_RECORDS TO USE_
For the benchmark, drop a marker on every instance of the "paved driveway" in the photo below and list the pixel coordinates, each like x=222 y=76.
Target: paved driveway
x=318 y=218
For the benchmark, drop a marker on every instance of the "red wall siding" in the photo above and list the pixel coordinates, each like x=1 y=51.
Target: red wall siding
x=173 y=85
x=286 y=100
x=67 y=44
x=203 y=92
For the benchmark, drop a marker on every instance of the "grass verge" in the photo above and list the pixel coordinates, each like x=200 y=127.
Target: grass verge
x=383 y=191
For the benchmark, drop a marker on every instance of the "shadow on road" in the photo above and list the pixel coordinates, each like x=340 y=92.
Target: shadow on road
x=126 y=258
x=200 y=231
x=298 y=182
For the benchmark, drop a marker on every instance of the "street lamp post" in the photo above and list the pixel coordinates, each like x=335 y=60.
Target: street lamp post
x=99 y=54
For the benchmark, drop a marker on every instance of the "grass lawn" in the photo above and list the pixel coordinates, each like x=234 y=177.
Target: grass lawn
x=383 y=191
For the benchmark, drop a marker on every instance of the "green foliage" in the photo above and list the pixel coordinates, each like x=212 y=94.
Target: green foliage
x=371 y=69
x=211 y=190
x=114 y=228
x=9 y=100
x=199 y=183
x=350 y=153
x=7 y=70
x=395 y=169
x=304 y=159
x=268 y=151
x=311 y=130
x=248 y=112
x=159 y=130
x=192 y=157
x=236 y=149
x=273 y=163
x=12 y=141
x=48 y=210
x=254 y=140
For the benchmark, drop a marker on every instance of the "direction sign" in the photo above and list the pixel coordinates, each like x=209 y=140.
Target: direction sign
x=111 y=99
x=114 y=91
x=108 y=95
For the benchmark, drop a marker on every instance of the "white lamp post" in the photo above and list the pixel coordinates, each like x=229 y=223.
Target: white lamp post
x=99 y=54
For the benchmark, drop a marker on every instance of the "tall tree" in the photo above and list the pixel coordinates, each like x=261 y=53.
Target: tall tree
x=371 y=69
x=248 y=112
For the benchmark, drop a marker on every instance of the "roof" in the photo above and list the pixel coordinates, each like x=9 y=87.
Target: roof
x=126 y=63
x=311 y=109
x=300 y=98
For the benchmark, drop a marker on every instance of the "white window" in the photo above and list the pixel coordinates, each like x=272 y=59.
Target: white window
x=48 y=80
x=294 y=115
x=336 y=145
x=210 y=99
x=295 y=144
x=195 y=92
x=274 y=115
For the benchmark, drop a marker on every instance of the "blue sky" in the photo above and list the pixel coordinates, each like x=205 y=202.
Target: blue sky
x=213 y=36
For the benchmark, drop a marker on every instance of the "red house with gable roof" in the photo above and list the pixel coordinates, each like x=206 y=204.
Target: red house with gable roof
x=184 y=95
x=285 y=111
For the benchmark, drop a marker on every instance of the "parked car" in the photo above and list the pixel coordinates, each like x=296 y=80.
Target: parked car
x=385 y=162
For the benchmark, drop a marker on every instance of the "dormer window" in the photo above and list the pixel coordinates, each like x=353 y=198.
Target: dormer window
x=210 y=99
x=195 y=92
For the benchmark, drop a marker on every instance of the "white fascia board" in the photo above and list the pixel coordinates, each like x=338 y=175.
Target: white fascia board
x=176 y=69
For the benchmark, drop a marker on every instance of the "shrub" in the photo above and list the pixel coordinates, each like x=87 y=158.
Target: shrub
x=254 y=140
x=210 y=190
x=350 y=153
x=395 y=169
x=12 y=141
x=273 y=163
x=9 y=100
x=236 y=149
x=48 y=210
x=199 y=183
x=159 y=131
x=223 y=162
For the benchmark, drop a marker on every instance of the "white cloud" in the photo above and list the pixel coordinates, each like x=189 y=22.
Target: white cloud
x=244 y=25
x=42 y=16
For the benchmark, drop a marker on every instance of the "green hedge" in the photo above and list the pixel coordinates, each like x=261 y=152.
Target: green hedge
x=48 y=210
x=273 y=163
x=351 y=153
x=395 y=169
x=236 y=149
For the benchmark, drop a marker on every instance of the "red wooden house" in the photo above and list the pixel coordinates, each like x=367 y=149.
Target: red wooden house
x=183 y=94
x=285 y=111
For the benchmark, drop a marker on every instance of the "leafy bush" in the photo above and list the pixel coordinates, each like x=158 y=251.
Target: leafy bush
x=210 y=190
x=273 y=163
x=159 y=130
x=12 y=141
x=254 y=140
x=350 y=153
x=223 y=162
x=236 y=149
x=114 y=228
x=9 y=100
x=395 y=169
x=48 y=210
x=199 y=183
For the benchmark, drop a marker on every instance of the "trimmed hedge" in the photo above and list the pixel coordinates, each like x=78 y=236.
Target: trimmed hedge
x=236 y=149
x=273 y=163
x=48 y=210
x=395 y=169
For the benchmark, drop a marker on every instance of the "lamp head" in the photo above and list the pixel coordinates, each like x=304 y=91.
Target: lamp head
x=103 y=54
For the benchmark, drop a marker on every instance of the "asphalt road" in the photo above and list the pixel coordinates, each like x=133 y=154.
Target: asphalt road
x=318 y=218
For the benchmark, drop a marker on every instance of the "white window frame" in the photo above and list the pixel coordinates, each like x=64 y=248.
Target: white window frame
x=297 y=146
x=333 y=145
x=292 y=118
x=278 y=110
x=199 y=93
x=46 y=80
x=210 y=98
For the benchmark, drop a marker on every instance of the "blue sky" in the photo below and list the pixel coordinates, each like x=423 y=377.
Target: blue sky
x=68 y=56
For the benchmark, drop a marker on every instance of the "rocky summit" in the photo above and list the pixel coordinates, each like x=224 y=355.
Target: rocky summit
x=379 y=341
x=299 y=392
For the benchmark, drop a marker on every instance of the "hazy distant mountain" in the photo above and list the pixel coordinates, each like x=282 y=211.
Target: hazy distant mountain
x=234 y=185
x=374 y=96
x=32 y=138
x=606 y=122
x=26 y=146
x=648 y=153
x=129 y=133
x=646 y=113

_AIM_
Please retype the entire listing above line for line, changing nothing.

_THE REPLY_
For the benchmark, drop a marker on every instance of the "paved driveway" in the photo below and list the pixel coordinates, each like x=222 y=76.
Target: paved driveway
x=318 y=218
For the benchmark, drop a marker on every instance of the "red wall siding" in the photo above and list the pixel coordinates, each like x=1 y=51.
Target: red wall siding
x=173 y=85
x=286 y=100
x=67 y=44
x=203 y=92
For the benchmark, drop a marker on every instance of the "grass verge" in the photo above and list the pixel coordinates, each like x=200 y=127.
Target: grass verge
x=383 y=191
For the benchmark, drop a marker on every instance of the "shadow on road" in the photo above and list the pixel coordinates, each like x=340 y=92.
Target: shadow on road
x=126 y=258
x=200 y=231
x=298 y=182
For the benchmark, drop a marker on every instance of the "street lamp post" in the photo above and list the pixel coordinates, each like x=335 y=60.
Target: street lamp post
x=99 y=54
For the benchmark, drop a marker on every instance of the "grass lawn" in the photo above and list the pixel coordinates, each like x=234 y=177.
Target: grass lawn
x=383 y=191
For the benchmark, drop a marker on every instance of the "green foliage" in the photo above and list the pixel coordinates, each like x=212 y=94.
Target: green foliage
x=371 y=69
x=211 y=190
x=114 y=228
x=9 y=100
x=199 y=183
x=350 y=153
x=7 y=70
x=395 y=169
x=304 y=159
x=268 y=151
x=311 y=130
x=248 y=112
x=159 y=130
x=192 y=157
x=236 y=149
x=273 y=163
x=12 y=141
x=48 y=210
x=254 y=140
For the benchmark, drop a marker on every instance of the "direction sign" in the photo above and list the pixel coordinates, each like x=209 y=140.
Target: direction sign
x=111 y=99
x=114 y=91
x=108 y=95
For the benchmark, drop a marker on every instance of the "white lamp post" in the photo above and list the pixel coordinates, each like x=229 y=223.
Target: white lamp post
x=99 y=54
For the benchmark, drop a marker on every instance of the "tall tree" in the photo above and list the pixel coordinates, each like x=261 y=53.
Target: tall tree
x=371 y=69
x=248 y=112
For the benchmark, drop a marker on every instance of the "roof" in the photo above and list the pixel coordinates, each like x=9 y=87.
Target: roof
x=126 y=63
x=311 y=109
x=300 y=98
For the benchmark, drop a marker on every instance of the "white window" in the photo above and list the pixel coordinates, each like x=272 y=59.
Target: white window
x=48 y=80
x=294 y=115
x=336 y=145
x=210 y=99
x=295 y=144
x=195 y=92
x=274 y=115
For the benchmark, drop a marker on every instance of the "blue sky" in the photo above and list the pixel coordinates, each like x=205 y=202.
Target: blue sky
x=213 y=36
For the benchmark, drop a marker on every instance of the "red house with gable roof" in the photo above and list the pixel coordinates, each like x=206 y=204.
Target: red house with gable roof
x=184 y=95
x=285 y=111
For the benchmark, drop a marker on every instance of the "parked car" in the photo above and list the pixel coordinates, each like x=296 y=80.
Target: parked car
x=385 y=162
For the benchmark, drop a marker on every instance of the "dormer window" in the photo above and list the pixel coordinates, each like x=353 y=198.
Target: dormer window
x=210 y=99
x=195 y=92
For the benchmark, drop a marker on every instance of the "white fascia board" in the photo above and list the pixel coordinates, each like x=338 y=175.
Target: white fascia board
x=176 y=69
For the benchmark, drop a marker on every instance of the "shrub" in the photo above and list the pixel coordinates, each like x=87 y=158.
Target: shrub
x=254 y=140
x=210 y=190
x=350 y=153
x=395 y=169
x=12 y=141
x=273 y=163
x=9 y=100
x=236 y=149
x=48 y=210
x=199 y=183
x=159 y=131
x=223 y=162
For the benchmark, drop a marker on every instance of the "white cloud" in the photo above and list the pixel coordinates, each like x=189 y=22.
Target: white cloud
x=244 y=25
x=42 y=16
For the benchmark, drop a marker on every instance of the "green hedge" in the photo above and list the pixel coordinates, each like x=261 y=152.
Target: green hedge
x=48 y=210
x=273 y=163
x=351 y=153
x=395 y=169
x=236 y=149
For the benchmark, drop a marker on every instance of the "red wooden house" in the photo above and list the pixel coordinates, each like x=367 y=149.
Target: red wooden house
x=183 y=94
x=285 y=111
For the benchmark, drop a marker on every instance of the "leafy bush" in the photo above and list the pixel coordinates, each like x=158 y=251.
Target: leafy bush
x=210 y=190
x=273 y=163
x=159 y=130
x=12 y=141
x=254 y=140
x=350 y=153
x=223 y=162
x=236 y=149
x=114 y=228
x=9 y=100
x=395 y=169
x=48 y=210
x=199 y=183
For the benchmark, drop a marker on every instance of the "trimmed hedge" in the photo above and list the pixel coordinates, each like x=78 y=236.
Target: trimmed hedge
x=236 y=149
x=273 y=163
x=48 y=210
x=395 y=169
For the benchmark, drop a marker on every instance of the "lamp head" in the photo above and list the pixel coordinates, each like x=304 y=91.
Target: lamp head
x=103 y=54
For the benchmark, drop a marker on every instance of the "asphalt road" in the photo above and list the pixel coordinates, each like x=133 y=154.
Target: asphalt road
x=318 y=218
For the benchmark, drop a marker on every instance of the "white window frame" in the photo above and list the pixel coordinates, each like x=64 y=248.
Target: white window frame
x=297 y=146
x=333 y=145
x=292 y=118
x=278 y=110
x=199 y=93
x=46 y=80
x=210 y=98
For the benchmark, drop a marker on every instance of the "blue sky" in the photo below and list the pixel coordinates, each like x=423 y=377.
Target: blue sky
x=68 y=56
For the benchmark, drop a marker on every instance of the "rocky summit" in the photo above and list the pixel coordinates, each like x=224 y=355.
Target: rocky summit
x=379 y=341
x=299 y=392
For the benchmark, drop a marker on every instance of the "hazy distant mountain" in the photo above and list the pixel coordinates, each like x=282 y=211.
Target: hazy distant mountain
x=234 y=185
x=374 y=96
x=32 y=138
x=606 y=122
x=26 y=146
x=648 y=153
x=129 y=133
x=646 y=113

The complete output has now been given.